WRITTEN INSTRUCTION: What is needed is an exact repeat of the lines from the line containing "Locate each instance of the young" through the final line of the entries below, and nothing else.

EXTRACTED ENTRIES:
%%

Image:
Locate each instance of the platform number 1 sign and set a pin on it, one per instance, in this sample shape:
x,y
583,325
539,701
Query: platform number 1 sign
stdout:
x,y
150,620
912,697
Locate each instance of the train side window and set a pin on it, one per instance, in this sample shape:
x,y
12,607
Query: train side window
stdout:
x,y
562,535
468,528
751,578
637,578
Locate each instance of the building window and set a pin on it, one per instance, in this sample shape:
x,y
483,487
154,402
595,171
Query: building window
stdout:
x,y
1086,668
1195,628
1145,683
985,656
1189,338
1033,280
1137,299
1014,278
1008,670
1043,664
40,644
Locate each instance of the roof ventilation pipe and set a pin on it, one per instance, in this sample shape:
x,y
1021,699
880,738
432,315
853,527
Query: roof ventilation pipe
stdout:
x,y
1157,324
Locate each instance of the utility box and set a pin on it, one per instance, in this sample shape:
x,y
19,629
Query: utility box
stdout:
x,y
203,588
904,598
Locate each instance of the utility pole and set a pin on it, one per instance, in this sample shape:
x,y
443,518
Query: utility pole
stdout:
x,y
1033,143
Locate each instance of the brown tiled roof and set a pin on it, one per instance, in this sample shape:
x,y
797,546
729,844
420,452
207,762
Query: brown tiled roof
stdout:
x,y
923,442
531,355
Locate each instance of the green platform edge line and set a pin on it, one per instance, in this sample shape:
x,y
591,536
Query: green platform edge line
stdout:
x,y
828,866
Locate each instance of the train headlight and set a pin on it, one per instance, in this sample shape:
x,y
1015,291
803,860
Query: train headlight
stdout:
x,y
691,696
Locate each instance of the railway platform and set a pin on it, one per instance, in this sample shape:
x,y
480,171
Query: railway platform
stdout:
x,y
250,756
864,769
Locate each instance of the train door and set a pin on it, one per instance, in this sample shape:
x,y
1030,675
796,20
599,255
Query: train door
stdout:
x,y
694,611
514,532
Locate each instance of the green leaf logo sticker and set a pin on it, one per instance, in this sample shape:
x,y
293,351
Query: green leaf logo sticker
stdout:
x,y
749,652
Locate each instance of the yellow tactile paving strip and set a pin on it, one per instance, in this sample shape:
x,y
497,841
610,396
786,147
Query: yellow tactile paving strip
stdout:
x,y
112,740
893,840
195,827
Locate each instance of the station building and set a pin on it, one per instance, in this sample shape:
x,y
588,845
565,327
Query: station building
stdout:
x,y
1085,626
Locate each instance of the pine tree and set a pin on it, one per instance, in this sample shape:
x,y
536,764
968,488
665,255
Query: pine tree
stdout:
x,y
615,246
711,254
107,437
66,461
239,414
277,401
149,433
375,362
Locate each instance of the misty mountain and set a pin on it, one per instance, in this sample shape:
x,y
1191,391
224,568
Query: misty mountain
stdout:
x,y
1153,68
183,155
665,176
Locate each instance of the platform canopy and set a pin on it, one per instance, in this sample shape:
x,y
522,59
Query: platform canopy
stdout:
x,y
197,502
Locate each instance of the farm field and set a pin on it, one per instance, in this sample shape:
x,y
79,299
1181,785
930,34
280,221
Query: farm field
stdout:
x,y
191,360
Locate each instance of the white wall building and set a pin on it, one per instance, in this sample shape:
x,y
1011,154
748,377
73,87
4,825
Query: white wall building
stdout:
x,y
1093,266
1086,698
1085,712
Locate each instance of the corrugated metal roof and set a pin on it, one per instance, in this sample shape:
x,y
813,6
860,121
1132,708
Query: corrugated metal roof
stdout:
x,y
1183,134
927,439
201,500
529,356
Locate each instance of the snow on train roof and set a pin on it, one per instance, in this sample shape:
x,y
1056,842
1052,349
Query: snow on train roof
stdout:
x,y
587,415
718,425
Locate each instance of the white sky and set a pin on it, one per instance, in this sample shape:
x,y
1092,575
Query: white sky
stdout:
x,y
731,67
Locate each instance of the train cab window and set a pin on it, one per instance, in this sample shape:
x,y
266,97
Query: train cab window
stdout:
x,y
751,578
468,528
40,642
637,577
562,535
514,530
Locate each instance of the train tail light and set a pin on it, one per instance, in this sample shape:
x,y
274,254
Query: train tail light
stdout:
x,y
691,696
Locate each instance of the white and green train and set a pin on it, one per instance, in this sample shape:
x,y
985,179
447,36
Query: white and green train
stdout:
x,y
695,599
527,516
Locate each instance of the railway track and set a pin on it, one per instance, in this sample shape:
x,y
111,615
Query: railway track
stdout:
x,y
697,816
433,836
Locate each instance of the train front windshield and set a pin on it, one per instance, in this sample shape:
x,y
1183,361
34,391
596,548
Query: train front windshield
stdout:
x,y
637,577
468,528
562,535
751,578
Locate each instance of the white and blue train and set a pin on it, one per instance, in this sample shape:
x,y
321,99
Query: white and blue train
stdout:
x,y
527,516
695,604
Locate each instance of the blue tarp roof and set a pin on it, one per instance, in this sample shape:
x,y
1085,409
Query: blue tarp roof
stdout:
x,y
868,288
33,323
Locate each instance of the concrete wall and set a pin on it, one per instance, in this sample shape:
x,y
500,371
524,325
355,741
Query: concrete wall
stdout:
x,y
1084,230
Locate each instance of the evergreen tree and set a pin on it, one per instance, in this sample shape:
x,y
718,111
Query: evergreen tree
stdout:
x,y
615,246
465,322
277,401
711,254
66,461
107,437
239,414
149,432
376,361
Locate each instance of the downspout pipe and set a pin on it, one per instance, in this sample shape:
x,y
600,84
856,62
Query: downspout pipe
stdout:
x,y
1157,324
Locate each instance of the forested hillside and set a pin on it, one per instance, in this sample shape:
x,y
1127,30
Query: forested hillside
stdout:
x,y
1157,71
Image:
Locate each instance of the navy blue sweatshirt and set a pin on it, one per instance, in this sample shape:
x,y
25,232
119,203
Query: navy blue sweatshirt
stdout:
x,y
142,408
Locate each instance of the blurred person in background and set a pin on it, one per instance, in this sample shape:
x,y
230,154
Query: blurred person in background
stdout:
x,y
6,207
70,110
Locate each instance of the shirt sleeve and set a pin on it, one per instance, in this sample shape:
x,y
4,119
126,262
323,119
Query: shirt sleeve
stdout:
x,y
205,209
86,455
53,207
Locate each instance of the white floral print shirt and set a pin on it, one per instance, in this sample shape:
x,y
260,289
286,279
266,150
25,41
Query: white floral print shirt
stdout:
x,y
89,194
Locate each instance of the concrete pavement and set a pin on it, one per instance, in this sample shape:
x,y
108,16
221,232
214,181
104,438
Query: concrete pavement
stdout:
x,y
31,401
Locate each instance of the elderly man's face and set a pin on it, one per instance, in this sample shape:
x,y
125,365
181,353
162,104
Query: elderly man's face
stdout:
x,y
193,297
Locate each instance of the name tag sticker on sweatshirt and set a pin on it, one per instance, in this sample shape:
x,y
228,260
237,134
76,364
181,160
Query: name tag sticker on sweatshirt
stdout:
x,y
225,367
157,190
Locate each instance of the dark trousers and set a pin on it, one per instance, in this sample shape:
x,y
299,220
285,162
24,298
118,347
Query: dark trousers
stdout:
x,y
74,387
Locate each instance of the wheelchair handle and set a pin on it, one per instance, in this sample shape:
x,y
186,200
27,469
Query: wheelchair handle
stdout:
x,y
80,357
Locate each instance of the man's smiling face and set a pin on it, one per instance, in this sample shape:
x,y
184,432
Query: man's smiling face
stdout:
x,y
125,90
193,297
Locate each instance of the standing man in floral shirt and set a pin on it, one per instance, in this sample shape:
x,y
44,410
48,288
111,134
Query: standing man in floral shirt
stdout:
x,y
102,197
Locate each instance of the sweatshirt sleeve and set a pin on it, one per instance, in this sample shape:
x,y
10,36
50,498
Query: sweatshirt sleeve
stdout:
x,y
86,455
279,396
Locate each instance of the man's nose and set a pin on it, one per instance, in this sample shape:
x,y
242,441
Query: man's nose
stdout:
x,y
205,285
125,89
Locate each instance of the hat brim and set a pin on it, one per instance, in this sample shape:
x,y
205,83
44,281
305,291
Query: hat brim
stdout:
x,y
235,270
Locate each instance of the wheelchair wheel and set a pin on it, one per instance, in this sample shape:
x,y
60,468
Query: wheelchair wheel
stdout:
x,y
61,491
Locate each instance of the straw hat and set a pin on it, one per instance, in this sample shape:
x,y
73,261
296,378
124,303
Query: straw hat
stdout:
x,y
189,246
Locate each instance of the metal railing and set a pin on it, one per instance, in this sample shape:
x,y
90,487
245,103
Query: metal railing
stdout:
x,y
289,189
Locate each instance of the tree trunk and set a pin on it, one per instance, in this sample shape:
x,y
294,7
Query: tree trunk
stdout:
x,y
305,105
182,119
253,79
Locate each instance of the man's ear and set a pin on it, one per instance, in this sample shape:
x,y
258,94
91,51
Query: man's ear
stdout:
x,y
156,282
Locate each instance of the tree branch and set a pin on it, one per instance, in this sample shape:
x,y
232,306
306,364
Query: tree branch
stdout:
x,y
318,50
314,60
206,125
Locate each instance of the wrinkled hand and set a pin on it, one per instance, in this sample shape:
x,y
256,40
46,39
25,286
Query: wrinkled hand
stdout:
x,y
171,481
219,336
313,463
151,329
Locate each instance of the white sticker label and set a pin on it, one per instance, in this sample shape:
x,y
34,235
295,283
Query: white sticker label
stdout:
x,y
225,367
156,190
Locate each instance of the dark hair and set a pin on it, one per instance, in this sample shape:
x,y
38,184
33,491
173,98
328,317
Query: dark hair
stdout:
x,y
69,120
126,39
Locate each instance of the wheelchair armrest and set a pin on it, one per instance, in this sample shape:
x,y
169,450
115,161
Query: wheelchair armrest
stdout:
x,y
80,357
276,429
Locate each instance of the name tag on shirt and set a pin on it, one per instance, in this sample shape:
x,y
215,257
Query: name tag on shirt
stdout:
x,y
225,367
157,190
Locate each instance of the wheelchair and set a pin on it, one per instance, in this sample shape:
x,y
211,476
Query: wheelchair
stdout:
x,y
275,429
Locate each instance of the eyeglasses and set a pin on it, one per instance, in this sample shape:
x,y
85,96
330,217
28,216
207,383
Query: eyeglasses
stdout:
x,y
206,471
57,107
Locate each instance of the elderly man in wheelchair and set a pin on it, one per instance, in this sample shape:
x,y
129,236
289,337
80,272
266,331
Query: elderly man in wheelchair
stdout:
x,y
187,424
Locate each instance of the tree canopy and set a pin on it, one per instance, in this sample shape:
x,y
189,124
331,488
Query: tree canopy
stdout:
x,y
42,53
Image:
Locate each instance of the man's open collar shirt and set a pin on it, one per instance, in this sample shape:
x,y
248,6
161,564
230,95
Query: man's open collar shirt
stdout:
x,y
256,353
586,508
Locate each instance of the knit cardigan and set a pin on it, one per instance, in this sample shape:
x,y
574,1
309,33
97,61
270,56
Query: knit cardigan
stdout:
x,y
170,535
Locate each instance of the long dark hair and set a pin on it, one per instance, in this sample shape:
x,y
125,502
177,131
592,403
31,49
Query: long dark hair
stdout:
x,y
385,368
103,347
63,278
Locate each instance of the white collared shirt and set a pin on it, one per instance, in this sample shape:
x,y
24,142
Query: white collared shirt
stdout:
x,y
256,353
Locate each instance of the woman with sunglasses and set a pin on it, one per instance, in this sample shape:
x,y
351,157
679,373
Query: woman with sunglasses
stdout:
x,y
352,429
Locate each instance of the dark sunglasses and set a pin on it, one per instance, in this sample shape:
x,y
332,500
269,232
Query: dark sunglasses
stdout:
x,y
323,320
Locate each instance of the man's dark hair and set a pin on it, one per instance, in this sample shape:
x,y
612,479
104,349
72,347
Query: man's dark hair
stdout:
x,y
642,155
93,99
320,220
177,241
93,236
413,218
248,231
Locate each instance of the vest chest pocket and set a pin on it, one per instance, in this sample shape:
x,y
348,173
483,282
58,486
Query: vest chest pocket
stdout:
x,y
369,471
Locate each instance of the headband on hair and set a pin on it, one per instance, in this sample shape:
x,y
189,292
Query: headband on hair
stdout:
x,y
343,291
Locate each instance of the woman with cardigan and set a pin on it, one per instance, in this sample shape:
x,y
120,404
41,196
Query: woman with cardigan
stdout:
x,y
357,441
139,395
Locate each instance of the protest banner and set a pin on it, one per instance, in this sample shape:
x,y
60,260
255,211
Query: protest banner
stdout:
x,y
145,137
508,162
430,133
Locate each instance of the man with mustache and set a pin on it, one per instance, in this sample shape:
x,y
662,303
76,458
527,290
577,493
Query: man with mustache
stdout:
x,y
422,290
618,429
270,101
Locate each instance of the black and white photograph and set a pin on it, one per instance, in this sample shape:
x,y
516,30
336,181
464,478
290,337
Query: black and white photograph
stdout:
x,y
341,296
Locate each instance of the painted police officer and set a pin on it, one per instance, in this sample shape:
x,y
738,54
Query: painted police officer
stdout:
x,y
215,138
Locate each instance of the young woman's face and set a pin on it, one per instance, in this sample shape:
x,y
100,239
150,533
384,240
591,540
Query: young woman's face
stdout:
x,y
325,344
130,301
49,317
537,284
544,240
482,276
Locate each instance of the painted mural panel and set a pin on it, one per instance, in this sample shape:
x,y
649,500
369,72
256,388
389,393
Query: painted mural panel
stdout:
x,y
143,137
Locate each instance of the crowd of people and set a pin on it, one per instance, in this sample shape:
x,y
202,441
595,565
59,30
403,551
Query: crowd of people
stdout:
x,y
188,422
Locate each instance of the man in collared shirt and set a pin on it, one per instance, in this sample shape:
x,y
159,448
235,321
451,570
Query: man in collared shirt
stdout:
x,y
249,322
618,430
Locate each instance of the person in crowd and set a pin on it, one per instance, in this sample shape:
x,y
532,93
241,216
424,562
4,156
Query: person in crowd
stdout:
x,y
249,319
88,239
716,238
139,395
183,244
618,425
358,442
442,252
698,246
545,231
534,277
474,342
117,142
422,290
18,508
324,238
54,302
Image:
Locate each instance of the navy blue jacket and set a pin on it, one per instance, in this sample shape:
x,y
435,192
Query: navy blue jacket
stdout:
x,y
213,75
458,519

%%

EXERCISE OUTPUT:
Locate each instance of the young woman's face and set a pin on it, one per instance, in this sample shape:
x,y
100,239
150,533
384,240
591,540
Query: young woman's face
stdout:
x,y
325,344
130,301
49,317
537,284
544,240
482,276
Locate each instance of the painted mural panel and set a pin on it, one per instance, in this sample shape:
x,y
649,500
369,72
256,388
389,393
Query: painted mural panel
stdout:
x,y
143,137
Locate each instance of the crowd of people and set a pin on it, one per instance, in this sample shape:
x,y
202,441
595,565
59,30
403,551
Query: crowd of people
stdout:
x,y
188,422
Locate each instance of the man in collared shirt and set a pin on it, one per instance, in this sample shape:
x,y
159,448
235,321
451,570
Query: man in collared shirt
stdout:
x,y
249,322
618,430
Locate each instance of the person in crowd and set a pin on it, one per instance, in this sample shape:
x,y
532,93
241,216
424,562
4,156
Query: person in crowd
stdout:
x,y
249,319
88,239
716,238
139,395
183,244
618,425
358,442
442,252
698,246
545,231
534,277
474,342
117,142
422,290
18,508
324,238
54,302
Image:
Locate each instance of the navy blue jacket and set a pin on it, one per instance, in this sample shape:
x,y
435,192
Query: navy blue jacket
stdout:
x,y
213,75
458,519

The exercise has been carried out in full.